- **Exercise details**
Edit the lines from the beginning of the records up to and including the one containing "x=516 y=654", putting "Points" wherever "Results" appears and changing nothing else. Leave the pictures out of your answer.

[START OF Task material]

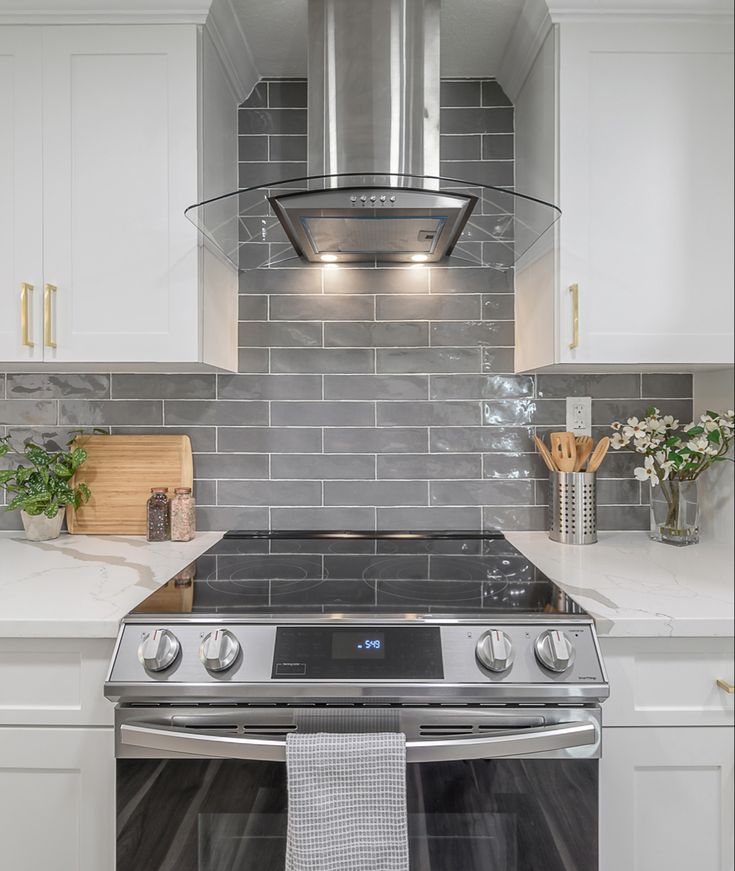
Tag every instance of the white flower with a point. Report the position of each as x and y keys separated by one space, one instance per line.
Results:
x=634 y=428
x=698 y=445
x=665 y=465
x=655 y=427
x=646 y=472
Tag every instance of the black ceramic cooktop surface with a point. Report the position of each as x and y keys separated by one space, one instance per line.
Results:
x=291 y=573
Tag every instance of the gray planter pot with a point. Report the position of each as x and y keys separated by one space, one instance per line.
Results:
x=38 y=527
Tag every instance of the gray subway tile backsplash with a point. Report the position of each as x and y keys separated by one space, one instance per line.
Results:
x=38 y=385
x=365 y=396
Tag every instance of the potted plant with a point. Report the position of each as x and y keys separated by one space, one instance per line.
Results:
x=42 y=489
x=674 y=458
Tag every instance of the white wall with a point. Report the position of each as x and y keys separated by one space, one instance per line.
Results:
x=714 y=391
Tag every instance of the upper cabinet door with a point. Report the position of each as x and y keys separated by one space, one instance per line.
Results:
x=119 y=168
x=20 y=194
x=645 y=187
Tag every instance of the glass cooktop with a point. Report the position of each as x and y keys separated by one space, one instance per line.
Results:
x=421 y=573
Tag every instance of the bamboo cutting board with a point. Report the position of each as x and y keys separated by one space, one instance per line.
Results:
x=120 y=471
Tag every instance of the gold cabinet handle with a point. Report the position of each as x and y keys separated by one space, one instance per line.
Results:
x=574 y=290
x=48 y=315
x=25 y=291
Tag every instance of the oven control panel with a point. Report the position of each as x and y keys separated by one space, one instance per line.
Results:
x=516 y=654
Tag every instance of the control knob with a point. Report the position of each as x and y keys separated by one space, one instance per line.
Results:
x=159 y=650
x=494 y=651
x=219 y=650
x=555 y=650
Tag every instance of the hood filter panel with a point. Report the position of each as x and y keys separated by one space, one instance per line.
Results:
x=354 y=224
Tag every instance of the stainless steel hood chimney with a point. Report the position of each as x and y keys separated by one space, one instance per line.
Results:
x=374 y=108
x=374 y=192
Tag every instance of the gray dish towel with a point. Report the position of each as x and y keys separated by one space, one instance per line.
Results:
x=347 y=802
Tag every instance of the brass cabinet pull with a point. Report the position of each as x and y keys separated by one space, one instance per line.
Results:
x=48 y=315
x=25 y=291
x=574 y=290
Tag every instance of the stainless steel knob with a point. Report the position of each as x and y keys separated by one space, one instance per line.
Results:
x=555 y=650
x=494 y=651
x=219 y=649
x=159 y=650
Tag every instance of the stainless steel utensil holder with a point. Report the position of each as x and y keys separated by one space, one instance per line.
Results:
x=573 y=507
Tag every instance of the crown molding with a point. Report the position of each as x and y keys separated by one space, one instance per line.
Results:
x=39 y=12
x=529 y=33
x=638 y=10
x=231 y=45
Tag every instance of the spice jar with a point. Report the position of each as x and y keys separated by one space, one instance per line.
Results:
x=183 y=526
x=159 y=521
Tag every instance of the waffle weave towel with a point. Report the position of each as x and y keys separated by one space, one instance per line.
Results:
x=347 y=802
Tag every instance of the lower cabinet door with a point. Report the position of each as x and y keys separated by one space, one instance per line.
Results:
x=666 y=799
x=57 y=799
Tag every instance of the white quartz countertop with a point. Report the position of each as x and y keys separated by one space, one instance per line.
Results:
x=80 y=586
x=633 y=586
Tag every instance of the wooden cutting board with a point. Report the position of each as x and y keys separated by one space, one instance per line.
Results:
x=120 y=471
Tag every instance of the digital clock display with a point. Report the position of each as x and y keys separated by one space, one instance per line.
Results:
x=358 y=645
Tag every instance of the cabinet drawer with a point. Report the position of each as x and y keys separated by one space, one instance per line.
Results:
x=668 y=681
x=54 y=682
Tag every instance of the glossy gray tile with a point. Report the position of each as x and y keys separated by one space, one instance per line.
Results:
x=269 y=386
x=323 y=467
x=442 y=466
x=376 y=440
x=376 y=493
x=388 y=334
x=153 y=386
x=37 y=385
x=376 y=386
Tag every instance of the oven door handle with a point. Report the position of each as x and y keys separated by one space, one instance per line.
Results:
x=517 y=742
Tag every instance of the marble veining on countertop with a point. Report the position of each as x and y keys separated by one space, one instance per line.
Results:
x=80 y=586
x=633 y=586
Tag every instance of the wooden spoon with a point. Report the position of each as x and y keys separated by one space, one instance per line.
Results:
x=564 y=451
x=545 y=454
x=584 y=449
x=598 y=455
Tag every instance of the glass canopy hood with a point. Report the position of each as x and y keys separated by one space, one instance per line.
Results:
x=373 y=219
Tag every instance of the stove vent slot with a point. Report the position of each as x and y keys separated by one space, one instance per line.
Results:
x=268 y=730
x=445 y=730
x=211 y=727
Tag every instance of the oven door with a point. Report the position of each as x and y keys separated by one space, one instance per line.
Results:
x=489 y=789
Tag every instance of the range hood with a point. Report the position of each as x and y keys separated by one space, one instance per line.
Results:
x=373 y=193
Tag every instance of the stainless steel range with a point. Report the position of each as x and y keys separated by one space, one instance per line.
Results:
x=491 y=671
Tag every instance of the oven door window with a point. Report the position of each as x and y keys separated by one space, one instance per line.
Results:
x=491 y=815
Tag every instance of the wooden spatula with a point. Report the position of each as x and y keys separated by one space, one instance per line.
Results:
x=564 y=451
x=598 y=455
x=545 y=454
x=584 y=449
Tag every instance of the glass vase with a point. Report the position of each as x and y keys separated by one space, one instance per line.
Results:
x=675 y=512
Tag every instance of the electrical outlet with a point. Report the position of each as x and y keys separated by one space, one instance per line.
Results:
x=579 y=415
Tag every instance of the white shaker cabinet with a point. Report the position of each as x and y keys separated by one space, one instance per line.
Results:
x=57 y=755
x=666 y=801
x=57 y=799
x=119 y=274
x=21 y=195
x=628 y=127
x=666 y=773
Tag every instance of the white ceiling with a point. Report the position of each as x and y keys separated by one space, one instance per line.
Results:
x=473 y=36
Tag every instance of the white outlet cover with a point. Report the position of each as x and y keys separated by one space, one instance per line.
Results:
x=579 y=415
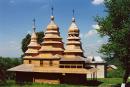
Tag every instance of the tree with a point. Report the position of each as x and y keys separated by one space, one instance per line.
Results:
x=116 y=26
x=27 y=39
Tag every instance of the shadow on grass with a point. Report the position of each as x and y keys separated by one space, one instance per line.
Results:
x=119 y=85
x=93 y=83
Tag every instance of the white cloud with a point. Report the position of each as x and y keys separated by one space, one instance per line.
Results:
x=95 y=26
x=91 y=33
x=12 y=1
x=97 y=2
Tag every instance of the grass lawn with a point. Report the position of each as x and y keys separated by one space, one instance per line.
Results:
x=105 y=82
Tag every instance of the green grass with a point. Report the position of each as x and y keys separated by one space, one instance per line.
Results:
x=106 y=82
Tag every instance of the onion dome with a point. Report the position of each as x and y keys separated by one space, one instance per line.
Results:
x=52 y=25
x=33 y=46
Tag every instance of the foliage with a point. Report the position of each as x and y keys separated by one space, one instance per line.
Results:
x=115 y=73
x=106 y=82
x=116 y=26
x=6 y=63
x=27 y=39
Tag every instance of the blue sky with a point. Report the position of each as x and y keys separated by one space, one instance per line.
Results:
x=16 y=21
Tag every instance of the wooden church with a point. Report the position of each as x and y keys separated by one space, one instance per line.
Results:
x=50 y=62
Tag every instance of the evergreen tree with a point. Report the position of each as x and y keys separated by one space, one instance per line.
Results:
x=116 y=26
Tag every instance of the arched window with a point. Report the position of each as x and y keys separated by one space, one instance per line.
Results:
x=30 y=61
x=41 y=62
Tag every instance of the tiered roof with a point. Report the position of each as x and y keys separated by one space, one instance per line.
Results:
x=52 y=43
x=73 y=46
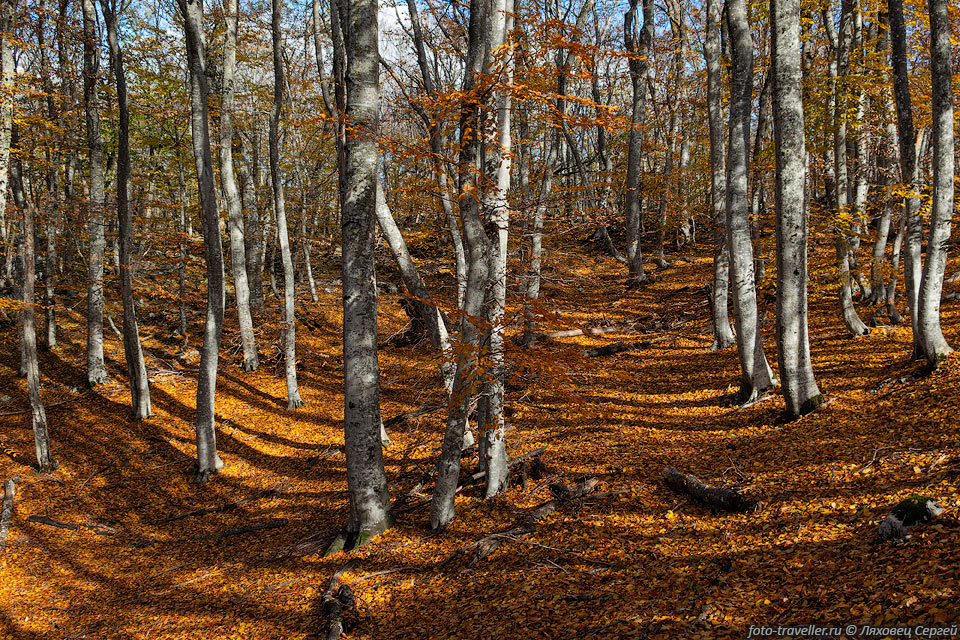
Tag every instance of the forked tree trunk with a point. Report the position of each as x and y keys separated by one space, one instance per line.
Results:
x=722 y=331
x=478 y=251
x=136 y=369
x=96 y=370
x=208 y=461
x=756 y=376
x=283 y=236
x=366 y=480
x=793 y=341
x=231 y=194
x=935 y=346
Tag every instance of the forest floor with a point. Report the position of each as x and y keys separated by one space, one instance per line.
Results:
x=634 y=560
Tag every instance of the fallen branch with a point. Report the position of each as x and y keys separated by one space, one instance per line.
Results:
x=563 y=496
x=620 y=347
x=260 y=526
x=715 y=497
x=269 y=493
x=337 y=598
x=6 y=510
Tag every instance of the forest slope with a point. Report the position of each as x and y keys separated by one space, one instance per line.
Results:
x=634 y=560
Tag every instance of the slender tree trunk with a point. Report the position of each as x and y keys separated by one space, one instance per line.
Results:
x=208 y=461
x=913 y=238
x=96 y=370
x=478 y=273
x=252 y=233
x=136 y=369
x=289 y=312
x=8 y=12
x=639 y=48
x=935 y=346
x=45 y=460
x=231 y=194
x=366 y=481
x=756 y=376
x=793 y=342
x=722 y=331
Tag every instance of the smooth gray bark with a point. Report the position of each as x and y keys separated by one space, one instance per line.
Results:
x=96 y=370
x=638 y=45
x=913 y=238
x=45 y=461
x=756 y=376
x=800 y=389
x=283 y=237
x=8 y=12
x=208 y=461
x=935 y=346
x=366 y=480
x=231 y=194
x=136 y=368
x=722 y=330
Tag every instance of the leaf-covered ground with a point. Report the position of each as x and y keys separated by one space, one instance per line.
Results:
x=635 y=560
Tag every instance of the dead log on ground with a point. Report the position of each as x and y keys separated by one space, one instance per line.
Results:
x=620 y=347
x=268 y=493
x=337 y=599
x=716 y=497
x=6 y=511
x=563 y=496
x=260 y=526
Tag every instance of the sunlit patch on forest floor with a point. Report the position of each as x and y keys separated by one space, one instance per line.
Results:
x=637 y=560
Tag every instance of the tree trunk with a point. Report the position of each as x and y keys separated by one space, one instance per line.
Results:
x=96 y=370
x=935 y=346
x=800 y=389
x=366 y=481
x=8 y=12
x=639 y=66
x=208 y=462
x=231 y=194
x=46 y=462
x=252 y=233
x=722 y=331
x=136 y=369
x=478 y=251
x=756 y=376
x=283 y=236
x=913 y=238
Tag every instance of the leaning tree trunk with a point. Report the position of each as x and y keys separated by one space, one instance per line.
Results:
x=493 y=443
x=756 y=376
x=722 y=331
x=639 y=65
x=96 y=370
x=231 y=194
x=935 y=346
x=913 y=238
x=31 y=364
x=366 y=480
x=283 y=236
x=208 y=462
x=793 y=341
x=136 y=369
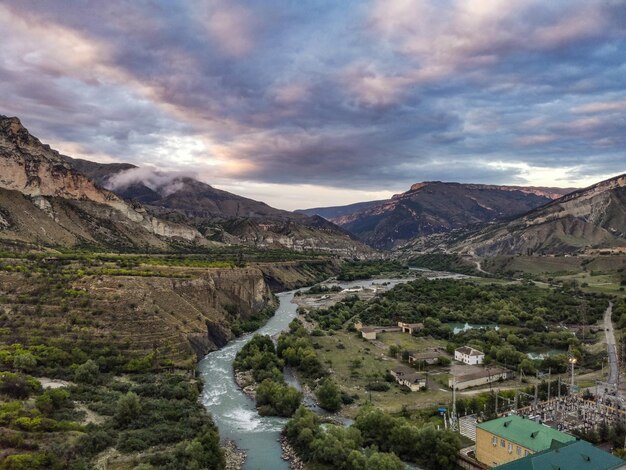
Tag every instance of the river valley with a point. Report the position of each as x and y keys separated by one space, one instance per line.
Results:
x=234 y=413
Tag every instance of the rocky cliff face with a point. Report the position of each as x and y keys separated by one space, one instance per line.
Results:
x=222 y=216
x=587 y=219
x=37 y=171
x=180 y=312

[END OF Task material]

- **Solution below**
Tag every instance of the white flower with a point. Report the position of each as x and y keys separated by one space, one instance per line.
Points:
x=634 y=428
x=698 y=445
x=665 y=465
x=655 y=427
x=646 y=472
Tag every instance of the black ceramic cooktop surface with a point. Report the position of each as x and y keys separated by one space, one instance per line.
Points:
x=291 y=573
Tag every instance of the gray planter pot with a point. Report the position of each as x and y keys separated by one space, one instance per line.
Points:
x=38 y=527
Tag every instance of the gray subway tile backsplash with a point. Report the position of each as x and y keys separated by one space, one instance per line.
Points:
x=38 y=385
x=365 y=396
Tag every instance of the potted plant with a point. Report the position of each as x and y keys separated by one space, one instance per line.
Points:
x=42 y=489
x=674 y=458
Tag every instance of the white wall with a point. Report the position of each as x and y keys separated by one space, one instance per line.
Points:
x=714 y=391
Tag every instance of the upper cabinet door with a point. Report the position of each as x and y keys separated by one space, one instance per line.
Points:
x=119 y=168
x=20 y=194
x=645 y=187
Tag every instance of the glass cooktop with a point. Report the position of each as x and y keys separated by one space, one instance per line.
Points:
x=421 y=573
Tag every instance of the bamboo cutting board with a point. Report the position of each as x and y keys separated by one space, one instance per line.
Points:
x=120 y=471
Tag every instance of the gold cabinet handle with a point. Report the position of each as x and y keys separated by one space, one instance per line.
Points:
x=574 y=290
x=48 y=315
x=25 y=291
Tag every instance of the oven control panel with a point. Report the position of each as x and y keys separated by one space, one instance per line.
Points:
x=516 y=654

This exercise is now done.